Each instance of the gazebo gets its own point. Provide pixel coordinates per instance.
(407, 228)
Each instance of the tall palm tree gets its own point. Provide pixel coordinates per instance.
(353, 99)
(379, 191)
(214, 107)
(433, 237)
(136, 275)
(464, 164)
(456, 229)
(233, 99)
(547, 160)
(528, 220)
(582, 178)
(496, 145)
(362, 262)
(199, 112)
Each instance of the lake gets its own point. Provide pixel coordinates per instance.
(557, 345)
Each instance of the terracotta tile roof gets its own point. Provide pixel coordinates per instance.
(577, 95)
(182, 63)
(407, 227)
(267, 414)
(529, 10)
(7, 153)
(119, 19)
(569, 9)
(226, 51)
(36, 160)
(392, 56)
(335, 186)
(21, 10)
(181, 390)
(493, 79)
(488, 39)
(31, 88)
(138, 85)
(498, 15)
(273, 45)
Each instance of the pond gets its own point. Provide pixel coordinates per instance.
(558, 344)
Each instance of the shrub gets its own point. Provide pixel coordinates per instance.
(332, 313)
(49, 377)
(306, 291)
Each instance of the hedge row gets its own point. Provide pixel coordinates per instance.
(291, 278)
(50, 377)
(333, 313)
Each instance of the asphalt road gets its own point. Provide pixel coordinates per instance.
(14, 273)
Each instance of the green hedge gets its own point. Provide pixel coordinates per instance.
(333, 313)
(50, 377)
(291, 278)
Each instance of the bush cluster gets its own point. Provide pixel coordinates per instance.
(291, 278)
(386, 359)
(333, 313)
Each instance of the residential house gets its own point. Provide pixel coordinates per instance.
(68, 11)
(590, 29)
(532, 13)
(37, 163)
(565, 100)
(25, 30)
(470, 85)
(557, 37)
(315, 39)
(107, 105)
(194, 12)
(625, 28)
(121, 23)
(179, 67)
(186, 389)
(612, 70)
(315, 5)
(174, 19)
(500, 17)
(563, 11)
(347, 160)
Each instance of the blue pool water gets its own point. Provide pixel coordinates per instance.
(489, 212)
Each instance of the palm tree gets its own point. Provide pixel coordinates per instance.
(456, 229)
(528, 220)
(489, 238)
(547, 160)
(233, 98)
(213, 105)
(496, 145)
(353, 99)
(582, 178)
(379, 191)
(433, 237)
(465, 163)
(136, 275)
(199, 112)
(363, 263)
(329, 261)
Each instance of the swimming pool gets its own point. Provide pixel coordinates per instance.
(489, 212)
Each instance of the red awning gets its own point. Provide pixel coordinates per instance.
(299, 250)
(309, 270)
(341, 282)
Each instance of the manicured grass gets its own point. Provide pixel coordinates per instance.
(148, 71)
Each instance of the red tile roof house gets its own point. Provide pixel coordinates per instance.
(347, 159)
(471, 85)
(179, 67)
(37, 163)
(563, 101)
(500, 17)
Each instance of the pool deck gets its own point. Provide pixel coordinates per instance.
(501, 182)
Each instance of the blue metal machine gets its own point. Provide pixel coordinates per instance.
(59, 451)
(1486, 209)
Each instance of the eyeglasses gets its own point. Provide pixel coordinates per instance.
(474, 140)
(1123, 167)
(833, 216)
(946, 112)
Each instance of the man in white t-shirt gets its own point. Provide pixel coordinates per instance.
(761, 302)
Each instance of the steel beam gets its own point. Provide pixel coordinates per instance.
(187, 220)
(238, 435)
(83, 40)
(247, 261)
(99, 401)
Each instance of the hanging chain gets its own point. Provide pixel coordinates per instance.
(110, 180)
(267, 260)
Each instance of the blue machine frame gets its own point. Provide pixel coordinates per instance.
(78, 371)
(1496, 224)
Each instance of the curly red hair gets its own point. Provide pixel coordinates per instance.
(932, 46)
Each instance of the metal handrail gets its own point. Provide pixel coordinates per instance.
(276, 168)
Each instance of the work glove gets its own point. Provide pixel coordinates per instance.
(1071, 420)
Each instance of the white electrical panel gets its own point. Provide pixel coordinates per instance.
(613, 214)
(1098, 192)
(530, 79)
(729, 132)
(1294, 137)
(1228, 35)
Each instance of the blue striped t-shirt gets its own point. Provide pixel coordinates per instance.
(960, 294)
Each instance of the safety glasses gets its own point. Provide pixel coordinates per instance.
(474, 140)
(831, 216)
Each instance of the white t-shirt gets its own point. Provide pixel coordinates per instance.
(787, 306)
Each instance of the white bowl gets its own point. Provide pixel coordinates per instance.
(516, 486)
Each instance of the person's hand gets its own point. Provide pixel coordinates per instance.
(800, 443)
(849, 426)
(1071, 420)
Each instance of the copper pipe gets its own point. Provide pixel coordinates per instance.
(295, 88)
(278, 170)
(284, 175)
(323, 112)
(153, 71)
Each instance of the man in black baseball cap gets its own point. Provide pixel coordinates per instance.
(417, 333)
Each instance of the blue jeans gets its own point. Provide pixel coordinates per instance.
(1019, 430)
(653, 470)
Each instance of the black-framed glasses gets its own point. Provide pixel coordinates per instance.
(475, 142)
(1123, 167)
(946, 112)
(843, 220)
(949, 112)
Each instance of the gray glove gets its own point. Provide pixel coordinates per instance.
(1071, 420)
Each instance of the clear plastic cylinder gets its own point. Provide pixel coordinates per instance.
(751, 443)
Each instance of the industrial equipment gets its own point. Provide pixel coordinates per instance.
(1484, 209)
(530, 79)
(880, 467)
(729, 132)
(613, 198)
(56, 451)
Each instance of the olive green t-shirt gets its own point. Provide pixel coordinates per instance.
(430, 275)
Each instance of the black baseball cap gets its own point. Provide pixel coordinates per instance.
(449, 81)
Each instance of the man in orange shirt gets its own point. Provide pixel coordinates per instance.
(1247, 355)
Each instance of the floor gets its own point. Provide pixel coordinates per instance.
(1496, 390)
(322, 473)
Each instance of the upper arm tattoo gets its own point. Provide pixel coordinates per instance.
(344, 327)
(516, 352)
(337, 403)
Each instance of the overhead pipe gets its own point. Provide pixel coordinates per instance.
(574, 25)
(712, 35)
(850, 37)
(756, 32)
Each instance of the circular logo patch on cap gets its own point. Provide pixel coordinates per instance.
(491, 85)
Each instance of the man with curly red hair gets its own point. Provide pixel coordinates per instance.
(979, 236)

........

__What is needed__
Every record in the material above should be set down exactly.

__Task result__
Each instance of the gazebo gets its own point. Provide pixel coordinates per instance.
(407, 228)
Each instance of the tall palm tree gets its own point. Provide pixel coordinates per instance.
(353, 99)
(379, 191)
(214, 107)
(433, 237)
(136, 275)
(464, 164)
(456, 229)
(233, 99)
(547, 160)
(528, 220)
(582, 178)
(496, 145)
(362, 262)
(199, 112)
Each instance of the lake gets its own point. Provide pixel coordinates per instance.
(557, 345)
Each instance of the terracotta tile roof gets its own point. Provide pixel coordinates per instance.
(577, 95)
(182, 63)
(407, 227)
(267, 414)
(529, 10)
(7, 153)
(119, 19)
(569, 9)
(226, 51)
(36, 160)
(392, 56)
(335, 186)
(21, 10)
(181, 390)
(493, 79)
(488, 39)
(31, 88)
(138, 85)
(498, 15)
(273, 45)
Each instance of the pond gets its own point. Provide pixel coordinates per instance.
(558, 344)
Each instance of the shrub gets its own point. Provide pixel coordinates per instance.
(332, 313)
(49, 377)
(306, 291)
Each instance of the hedge row gets its own point. Provide pixel coordinates per instance.
(291, 278)
(50, 377)
(333, 313)
Each instance of the asphalt road gets its own point. Provide pixel coordinates per instance.
(14, 273)
Each instance of the green hedge gets its own point. Provide pixel coordinates per instance.
(333, 313)
(50, 377)
(291, 278)
Each instance of the bush cluster gets its own point. Provide pixel coordinates per instance.
(291, 278)
(386, 359)
(333, 313)
Each instance of the residential house gets its own point. Provide pixel coordinates per instance.
(68, 11)
(590, 29)
(532, 13)
(37, 163)
(565, 100)
(25, 30)
(470, 85)
(557, 37)
(315, 39)
(107, 105)
(194, 12)
(625, 28)
(121, 23)
(179, 67)
(186, 389)
(612, 70)
(315, 5)
(174, 19)
(500, 17)
(563, 11)
(347, 160)
Each instance of the blue pool water gets its own point. Provide pixel coordinates per instance.
(489, 212)
Each instance of the palm tree gets its own point. Provide pixel coordinates per instance.
(456, 229)
(528, 220)
(489, 238)
(547, 160)
(233, 98)
(213, 105)
(496, 145)
(353, 99)
(582, 178)
(379, 191)
(433, 237)
(465, 163)
(136, 275)
(199, 112)
(363, 263)
(329, 261)
Each instance of the swimming pool gets its own point. Provide pixel coordinates per instance.
(489, 212)
Each instance of the red awning gets its own point. Provide pixel coordinates per instance.
(299, 250)
(309, 270)
(341, 282)
Each instance of the manicured grass gets its own point. Provide pixel coordinates per instance.
(148, 71)
Each instance of the red tile roof house gets its own point. Provide pixel coordinates per instance.
(347, 159)
(471, 85)
(179, 67)
(37, 163)
(563, 101)
(500, 17)
Each instance of the pool deck gets its own point. Provide pixel coordinates per instance.
(501, 182)
Each instance of the blue metal machine gets its own point. Provide pixel coordinates per instance.
(59, 451)
(1486, 209)
Each instance of the eyeglasses gets its own point. Provide pixel coordinates per instance.
(474, 140)
(1123, 167)
(833, 216)
(946, 112)
Each instance of the man in white t-shirt gets its own point. Provide pixel coordinates per instance.
(761, 302)
Each instance of the steel beam gets its own point. Provide pixel coordinates per instance.
(187, 220)
(238, 435)
(83, 40)
(247, 261)
(99, 401)
Each instance of the hanging chain gets its own point. Provide pixel coordinates per instance.
(110, 180)
(267, 260)
Each instance of the blue machine frame gets its own point. Provide pixel coordinates per instance.
(78, 371)
(1496, 224)
Each instance of the curly red hair gets its own point. Provide pixel coordinates per instance.
(932, 46)
Each instance of the metal handrail gets its own point. Provide pixel coordinates per instance.
(276, 168)
Each instance of the work glove gets its own point. Provide pixel coordinates per instance.
(1071, 420)
Each instance of the white electrical panel gets its own point. Provide pixel coordinates per instance.
(613, 214)
(1098, 192)
(530, 79)
(729, 132)
(1294, 137)
(1228, 35)
Each instance of the blue striped t-shirt gets its own point. Provide pixel coordinates per instance.
(960, 294)
Each instance of the safety glasses gets its own point. Provide pixel coordinates per instance.
(474, 140)
(831, 216)
Each instance of the white t-shirt gets its own point. Provide pixel coordinates per instance.
(787, 306)
Each instance of the white bowl gets its own point. Provide pixel coordinates per instance.
(516, 486)
Each instance of the person's hand gets its own point. Provide pixel coordinates per instance.
(800, 443)
(849, 426)
(1071, 420)
Each instance of the copper pipe gets its own point. Provide pixel coordinates per instance.
(295, 88)
(278, 170)
(284, 175)
(323, 112)
(153, 71)
Each instance of the man in black baseball cap gets its own point. Provide pixel coordinates per instance.
(417, 333)
Each instance of the blue jeans gets its own point. Provide pixel coordinates per instance.
(1019, 430)
(653, 470)
Each instance of the black-framed glasses gets its own point. Provide pixel coordinates per instance.
(475, 142)
(1123, 167)
(946, 112)
(843, 220)
(949, 112)
Each instance of the gray glove gets its own point. Provide pixel coordinates per instance.
(1071, 420)
Each instance of the clear plastic cylinder gets its own point. Provide pixel coordinates per instance.
(751, 443)
Each instance of the industrial equipment gets its own point. Provide pixel coordinates per instance.
(1484, 209)
(530, 79)
(880, 467)
(729, 132)
(613, 198)
(56, 451)
Each instance of the olive green t-shirt gets its own point. Provide pixel coordinates per instance.
(430, 275)
Each instance of the black baseball cap gets its own point. Provide pixel coordinates per instance.
(449, 81)
Each instance of the man in orange shirt gets its own point. Provide pixel coordinates per instance.
(1247, 355)
Each instance of the floor gets its own point. Provide pixel coordinates per instance.
(1496, 390)
(322, 473)
Each instance of the upper arm tattoo gets its own point. Provide pixel coordinates per instance.
(344, 327)
(516, 352)
(337, 403)
Each instance of the overhead pipe gets its own point. Provide pixel coordinates per instance.
(574, 25)
(712, 35)
(850, 37)
(756, 32)
Each instance of the circular logo patch on cap gets its own point. Provide pixel coordinates per instance.
(491, 85)
Each instance of the man with curly red hair gets its own point. Provide pixel coordinates per instance.
(979, 236)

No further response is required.